→ **Set of tasks**:
1. Condense the paragraph of the forum reply beginning "Another thing to note" into a short bulleted list that keeps its main points.
2. Output verbatim the stretch of the forum reply from "The problem is" through "(floating point number)".

begin Text provided

The problem is in this section:
fahr2cels
cels2kelv
fahr2rank
You need to pass the parameter specified:
degCel = fahr2cels(degF);
Some basic rules to help you understand:
All C statements end in a semicolon (;).
(none of your functions in the block cited had a semicolon at the end...)
Look to the function definition for information on what to pass
double fahr2cels( double fahr );
Says that the function takes 1 variable, which must be a double (floating point number)
Look to the function definition for information on what the function returns
All functions return only 1 (or zero) values. But the type of that one value is important.
double fahr2cels( double fahr );
Says that the function returns a value that is a double.
Take that information together, and make some changes to your code:
double dailyHighF, dailyHighC, dailyHighK;
double dailyLowF;
int lowHour;
dailyHighF = getDailyHigh();
dailyLowF = getDailyLow();
lowHour = getLowHour();
dailyHighC = farh2cels(dailyHighF);
dailyHighK = cels2kelv(dailyHighC);
Another thing to note: your functions are declared to return double, but they declare, scanf, and return ints. Its not a huge problem as the integers will get automatically changed into doubles. But you will be much better off if you are consistent in your types. If the function will return a double, it should have a double variable inside it.

e.g.
double fahr2cels( double fahr );
...
double fahr = 101.0;
double celsius = fahr2cels( fahr );
the return statment in the function returns the value to the caller.

end Text provided
begin Recorded information

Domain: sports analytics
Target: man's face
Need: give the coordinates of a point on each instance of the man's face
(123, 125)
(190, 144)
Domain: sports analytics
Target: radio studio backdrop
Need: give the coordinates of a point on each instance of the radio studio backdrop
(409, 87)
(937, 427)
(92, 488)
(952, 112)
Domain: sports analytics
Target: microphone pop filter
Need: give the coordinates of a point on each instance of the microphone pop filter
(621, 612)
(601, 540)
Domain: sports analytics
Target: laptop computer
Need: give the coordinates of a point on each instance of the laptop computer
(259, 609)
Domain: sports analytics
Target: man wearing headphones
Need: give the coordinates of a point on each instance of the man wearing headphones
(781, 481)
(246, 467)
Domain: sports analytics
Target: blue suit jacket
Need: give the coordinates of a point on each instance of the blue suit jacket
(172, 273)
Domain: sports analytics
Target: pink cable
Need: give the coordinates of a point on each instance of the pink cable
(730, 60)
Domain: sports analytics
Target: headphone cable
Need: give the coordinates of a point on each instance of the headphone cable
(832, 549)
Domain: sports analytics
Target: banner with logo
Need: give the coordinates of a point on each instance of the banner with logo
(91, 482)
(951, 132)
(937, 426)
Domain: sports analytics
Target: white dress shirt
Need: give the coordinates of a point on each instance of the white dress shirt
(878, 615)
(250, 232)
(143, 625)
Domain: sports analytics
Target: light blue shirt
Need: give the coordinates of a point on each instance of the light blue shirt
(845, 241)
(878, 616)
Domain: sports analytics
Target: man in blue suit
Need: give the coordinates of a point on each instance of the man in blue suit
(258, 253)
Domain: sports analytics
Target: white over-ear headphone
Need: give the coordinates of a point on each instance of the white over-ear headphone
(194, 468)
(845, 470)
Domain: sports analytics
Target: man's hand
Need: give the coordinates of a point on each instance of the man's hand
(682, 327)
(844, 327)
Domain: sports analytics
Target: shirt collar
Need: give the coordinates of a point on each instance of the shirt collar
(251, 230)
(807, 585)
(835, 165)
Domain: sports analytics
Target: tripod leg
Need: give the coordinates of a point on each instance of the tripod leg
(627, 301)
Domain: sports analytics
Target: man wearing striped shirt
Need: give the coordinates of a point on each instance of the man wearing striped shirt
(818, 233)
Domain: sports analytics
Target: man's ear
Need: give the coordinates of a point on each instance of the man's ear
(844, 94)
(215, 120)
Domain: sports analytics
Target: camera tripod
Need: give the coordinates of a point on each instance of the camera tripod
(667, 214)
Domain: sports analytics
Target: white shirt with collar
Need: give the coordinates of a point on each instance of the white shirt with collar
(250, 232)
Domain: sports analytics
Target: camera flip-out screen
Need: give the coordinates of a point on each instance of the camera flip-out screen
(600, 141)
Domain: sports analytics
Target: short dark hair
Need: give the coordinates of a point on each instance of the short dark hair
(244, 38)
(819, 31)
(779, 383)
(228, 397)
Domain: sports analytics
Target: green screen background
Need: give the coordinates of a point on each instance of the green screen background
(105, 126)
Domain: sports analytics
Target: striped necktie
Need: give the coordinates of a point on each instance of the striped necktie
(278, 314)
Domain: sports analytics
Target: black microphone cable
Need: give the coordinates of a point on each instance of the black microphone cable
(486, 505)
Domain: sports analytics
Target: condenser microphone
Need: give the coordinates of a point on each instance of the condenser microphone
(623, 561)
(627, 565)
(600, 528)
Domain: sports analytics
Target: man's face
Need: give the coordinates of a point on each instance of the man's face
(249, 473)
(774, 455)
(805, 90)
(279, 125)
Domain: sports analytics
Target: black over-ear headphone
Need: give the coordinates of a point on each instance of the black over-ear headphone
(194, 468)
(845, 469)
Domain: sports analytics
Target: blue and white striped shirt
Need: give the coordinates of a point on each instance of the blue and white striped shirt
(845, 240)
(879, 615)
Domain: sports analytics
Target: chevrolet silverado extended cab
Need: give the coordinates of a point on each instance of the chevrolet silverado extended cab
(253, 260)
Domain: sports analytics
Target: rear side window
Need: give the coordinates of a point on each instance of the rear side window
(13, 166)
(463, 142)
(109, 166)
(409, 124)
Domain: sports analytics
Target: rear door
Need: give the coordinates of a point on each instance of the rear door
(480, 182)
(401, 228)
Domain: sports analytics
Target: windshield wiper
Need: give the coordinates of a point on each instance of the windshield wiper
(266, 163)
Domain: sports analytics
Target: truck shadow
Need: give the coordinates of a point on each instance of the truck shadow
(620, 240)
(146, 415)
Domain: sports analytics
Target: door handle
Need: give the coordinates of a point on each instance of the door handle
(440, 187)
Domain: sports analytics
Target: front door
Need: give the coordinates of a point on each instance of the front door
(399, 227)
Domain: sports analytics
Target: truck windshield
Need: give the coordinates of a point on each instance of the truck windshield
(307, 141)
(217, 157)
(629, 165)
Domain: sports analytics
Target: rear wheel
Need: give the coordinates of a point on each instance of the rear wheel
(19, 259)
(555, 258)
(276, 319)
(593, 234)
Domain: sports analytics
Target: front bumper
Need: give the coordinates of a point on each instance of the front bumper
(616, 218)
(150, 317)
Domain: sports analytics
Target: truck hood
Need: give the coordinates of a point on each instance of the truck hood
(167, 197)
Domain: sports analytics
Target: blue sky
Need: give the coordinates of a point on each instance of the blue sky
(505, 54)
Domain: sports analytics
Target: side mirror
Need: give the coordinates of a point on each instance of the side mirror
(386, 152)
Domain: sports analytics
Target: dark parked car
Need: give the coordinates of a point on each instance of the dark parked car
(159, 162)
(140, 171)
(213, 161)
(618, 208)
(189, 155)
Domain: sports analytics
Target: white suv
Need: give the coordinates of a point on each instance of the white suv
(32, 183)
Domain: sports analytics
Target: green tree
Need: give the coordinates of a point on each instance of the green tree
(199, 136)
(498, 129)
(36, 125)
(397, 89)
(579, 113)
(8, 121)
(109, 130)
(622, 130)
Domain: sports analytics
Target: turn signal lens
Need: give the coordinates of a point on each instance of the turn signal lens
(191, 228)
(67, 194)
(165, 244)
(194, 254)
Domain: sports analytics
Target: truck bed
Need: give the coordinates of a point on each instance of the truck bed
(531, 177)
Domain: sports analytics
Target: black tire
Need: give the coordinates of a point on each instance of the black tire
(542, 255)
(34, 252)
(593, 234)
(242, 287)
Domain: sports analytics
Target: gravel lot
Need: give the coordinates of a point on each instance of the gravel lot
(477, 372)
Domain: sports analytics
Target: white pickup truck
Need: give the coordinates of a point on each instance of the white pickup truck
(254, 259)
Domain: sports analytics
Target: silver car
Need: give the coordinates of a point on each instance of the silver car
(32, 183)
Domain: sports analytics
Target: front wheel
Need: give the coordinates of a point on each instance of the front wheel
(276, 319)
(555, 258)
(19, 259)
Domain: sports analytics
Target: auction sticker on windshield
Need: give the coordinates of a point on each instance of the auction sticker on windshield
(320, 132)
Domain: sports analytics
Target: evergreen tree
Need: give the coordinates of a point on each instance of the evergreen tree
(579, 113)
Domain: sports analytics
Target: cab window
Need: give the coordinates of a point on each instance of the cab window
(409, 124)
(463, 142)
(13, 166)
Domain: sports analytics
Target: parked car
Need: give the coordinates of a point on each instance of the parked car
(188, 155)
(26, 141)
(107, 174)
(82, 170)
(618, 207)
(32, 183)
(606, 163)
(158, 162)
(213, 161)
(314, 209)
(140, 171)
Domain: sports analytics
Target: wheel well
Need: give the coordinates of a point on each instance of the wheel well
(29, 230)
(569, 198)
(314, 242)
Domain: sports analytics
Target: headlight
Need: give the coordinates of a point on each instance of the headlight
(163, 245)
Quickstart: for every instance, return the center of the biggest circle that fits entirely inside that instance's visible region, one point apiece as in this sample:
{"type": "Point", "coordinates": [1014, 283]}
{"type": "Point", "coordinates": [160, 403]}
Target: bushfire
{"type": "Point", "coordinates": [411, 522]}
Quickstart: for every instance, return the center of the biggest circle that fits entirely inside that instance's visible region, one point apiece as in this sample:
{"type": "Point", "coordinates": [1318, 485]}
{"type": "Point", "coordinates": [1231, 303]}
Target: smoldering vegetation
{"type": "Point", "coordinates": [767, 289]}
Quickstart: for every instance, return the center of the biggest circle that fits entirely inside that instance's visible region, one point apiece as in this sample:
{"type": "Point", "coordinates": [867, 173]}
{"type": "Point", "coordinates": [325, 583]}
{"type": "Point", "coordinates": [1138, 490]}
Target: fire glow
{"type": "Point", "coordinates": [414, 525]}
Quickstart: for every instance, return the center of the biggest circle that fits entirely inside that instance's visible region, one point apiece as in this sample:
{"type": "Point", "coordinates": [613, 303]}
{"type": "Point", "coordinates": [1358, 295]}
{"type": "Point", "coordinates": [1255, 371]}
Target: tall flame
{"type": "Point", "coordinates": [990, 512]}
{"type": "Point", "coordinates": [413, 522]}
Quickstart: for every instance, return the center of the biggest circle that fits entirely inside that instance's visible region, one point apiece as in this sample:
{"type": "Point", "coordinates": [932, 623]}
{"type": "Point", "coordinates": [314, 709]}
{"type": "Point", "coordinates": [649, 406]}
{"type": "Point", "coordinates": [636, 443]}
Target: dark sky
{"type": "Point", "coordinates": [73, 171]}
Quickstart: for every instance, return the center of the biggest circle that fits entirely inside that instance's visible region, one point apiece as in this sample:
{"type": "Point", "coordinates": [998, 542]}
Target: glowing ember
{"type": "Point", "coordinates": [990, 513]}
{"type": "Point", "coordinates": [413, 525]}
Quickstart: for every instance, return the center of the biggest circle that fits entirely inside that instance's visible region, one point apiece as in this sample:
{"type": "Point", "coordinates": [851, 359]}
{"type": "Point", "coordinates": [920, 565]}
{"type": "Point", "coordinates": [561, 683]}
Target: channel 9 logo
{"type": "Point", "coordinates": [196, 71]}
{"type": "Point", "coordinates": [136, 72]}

end Recorded information

→ **Answers for this exercise**:
1.
- The functions are declared to return double, yet inside they declare, scanf, and return ints.
- This is not a major problem, because the integers are automatically converted to doubles.
- Consistent types are still much better.
- A function that returns a double should use a double variable inside it.

2.
The problem is in this section:
fahr2cels
cels2kelv
fahr2rank
You need to pass the parameter specified:
degCel = fahr2cels(degF);
Some basic rules to help you understand:
All C statements end in a semicolon (;).
(none of your functions in the block cited had a semicolon at the end...)
Look to the function definition for information on what to pass
double fahr2cels( double fahr );
Says that the function takes 1 variable, which must be a double (floating point number)